## Brano scelto
----------
Post lungo. La vostra eccetera ha un problema: ovvero, non
capisce bene cosa stia accadendo in numerosi e insigni cervelli (o forse è
quello della sottoscritta che necessita di manutenzione: possibilissimo). So di
averlo già scritto: ma continuo a stupirmi di come la discussione sulla
televisione come mezzo -e non su molti (diciamo pure moltissimi) dei
suoi contenuti – sembri piombare dal passato (o direttamente da un altro
pianeta, come il protagonista di questo libro).
Bene, facciamo un gioco. Vi posto due articoli. Il primo è
il fedele resoconto che Natalia Aspesi ha fatto sull’Almanacco dei libri,
sabato scorso, a proposito di Volevo dirti che è lei che guarda te, di
Paolo Landi.
Il secondo, a firma della vostra eccetera per La
Repubblica, vi porterà indietro fino al
lontano 1992, e riguarda un altro libro, a firma di François Mariet.
For the times they are
a-changin’, in effetti.
----------
## Da svolgere
Estragga dal brano scelto il passo che comincia con le parole "Il secondo, a" e si ferma dopo le parole "a-changin’, in effetti.", riportandolo senza alcuna modifica.

(Righe del dataset di puntamento degli oggetti)
----------
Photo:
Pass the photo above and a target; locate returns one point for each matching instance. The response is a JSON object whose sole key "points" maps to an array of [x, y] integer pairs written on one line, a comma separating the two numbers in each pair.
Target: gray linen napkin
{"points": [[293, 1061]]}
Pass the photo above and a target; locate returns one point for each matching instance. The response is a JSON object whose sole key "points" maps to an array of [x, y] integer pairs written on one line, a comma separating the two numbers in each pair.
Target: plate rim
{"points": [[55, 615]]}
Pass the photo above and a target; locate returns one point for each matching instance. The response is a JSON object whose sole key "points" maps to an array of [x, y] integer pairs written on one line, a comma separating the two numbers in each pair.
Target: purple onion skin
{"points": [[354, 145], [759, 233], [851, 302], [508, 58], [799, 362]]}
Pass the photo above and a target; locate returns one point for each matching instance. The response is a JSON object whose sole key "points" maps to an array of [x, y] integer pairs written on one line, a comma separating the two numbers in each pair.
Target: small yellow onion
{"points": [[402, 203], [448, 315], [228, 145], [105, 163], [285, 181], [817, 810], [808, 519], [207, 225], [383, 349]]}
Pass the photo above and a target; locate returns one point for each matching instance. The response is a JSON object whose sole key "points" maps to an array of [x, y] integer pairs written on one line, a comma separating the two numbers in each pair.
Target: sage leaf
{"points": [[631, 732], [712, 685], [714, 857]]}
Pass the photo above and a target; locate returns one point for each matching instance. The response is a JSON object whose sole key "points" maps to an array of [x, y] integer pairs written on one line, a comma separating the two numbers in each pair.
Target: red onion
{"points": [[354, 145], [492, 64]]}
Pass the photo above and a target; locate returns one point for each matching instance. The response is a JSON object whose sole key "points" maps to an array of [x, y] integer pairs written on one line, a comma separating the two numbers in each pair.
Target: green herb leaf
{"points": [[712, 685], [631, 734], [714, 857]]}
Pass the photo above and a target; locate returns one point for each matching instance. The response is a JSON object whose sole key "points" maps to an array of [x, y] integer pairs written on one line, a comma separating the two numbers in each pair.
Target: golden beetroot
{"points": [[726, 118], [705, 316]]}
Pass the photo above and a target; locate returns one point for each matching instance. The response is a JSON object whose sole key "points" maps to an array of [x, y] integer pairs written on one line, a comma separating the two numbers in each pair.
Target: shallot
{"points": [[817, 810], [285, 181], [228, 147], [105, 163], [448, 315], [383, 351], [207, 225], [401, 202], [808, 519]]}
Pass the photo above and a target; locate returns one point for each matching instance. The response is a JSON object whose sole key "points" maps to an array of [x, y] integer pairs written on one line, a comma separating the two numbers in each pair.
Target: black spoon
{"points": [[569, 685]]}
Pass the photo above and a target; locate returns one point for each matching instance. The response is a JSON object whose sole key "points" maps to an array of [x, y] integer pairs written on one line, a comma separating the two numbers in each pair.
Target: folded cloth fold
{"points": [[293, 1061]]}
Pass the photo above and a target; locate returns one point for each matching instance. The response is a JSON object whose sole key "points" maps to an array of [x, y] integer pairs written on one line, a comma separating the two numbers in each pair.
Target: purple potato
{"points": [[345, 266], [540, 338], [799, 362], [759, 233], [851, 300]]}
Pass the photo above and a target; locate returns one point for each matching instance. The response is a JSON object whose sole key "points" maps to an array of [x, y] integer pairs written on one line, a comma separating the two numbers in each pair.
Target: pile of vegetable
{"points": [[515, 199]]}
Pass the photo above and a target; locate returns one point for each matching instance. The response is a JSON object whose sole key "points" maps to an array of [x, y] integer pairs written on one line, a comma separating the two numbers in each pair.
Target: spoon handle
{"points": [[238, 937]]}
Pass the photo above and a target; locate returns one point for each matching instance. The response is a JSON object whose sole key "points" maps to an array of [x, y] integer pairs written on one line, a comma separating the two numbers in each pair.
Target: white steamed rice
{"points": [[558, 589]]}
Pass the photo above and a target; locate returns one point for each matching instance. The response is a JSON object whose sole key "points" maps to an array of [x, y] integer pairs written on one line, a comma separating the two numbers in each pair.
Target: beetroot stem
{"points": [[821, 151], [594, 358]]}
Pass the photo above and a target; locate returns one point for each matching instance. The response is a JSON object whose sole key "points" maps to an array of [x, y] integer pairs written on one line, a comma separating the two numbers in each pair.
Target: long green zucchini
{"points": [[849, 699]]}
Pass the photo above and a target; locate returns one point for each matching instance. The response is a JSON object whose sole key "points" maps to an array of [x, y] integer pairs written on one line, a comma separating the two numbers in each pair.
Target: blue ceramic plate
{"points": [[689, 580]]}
----------
## Esercizio svolto
Il secondo, a firma della vostra eccetera per La
Repubblica, vi porterà indietro fino al
lontano 1992, e riguarda un altro libro, a firma di François Mariet.
For the times they are
a-changin’, in effetti.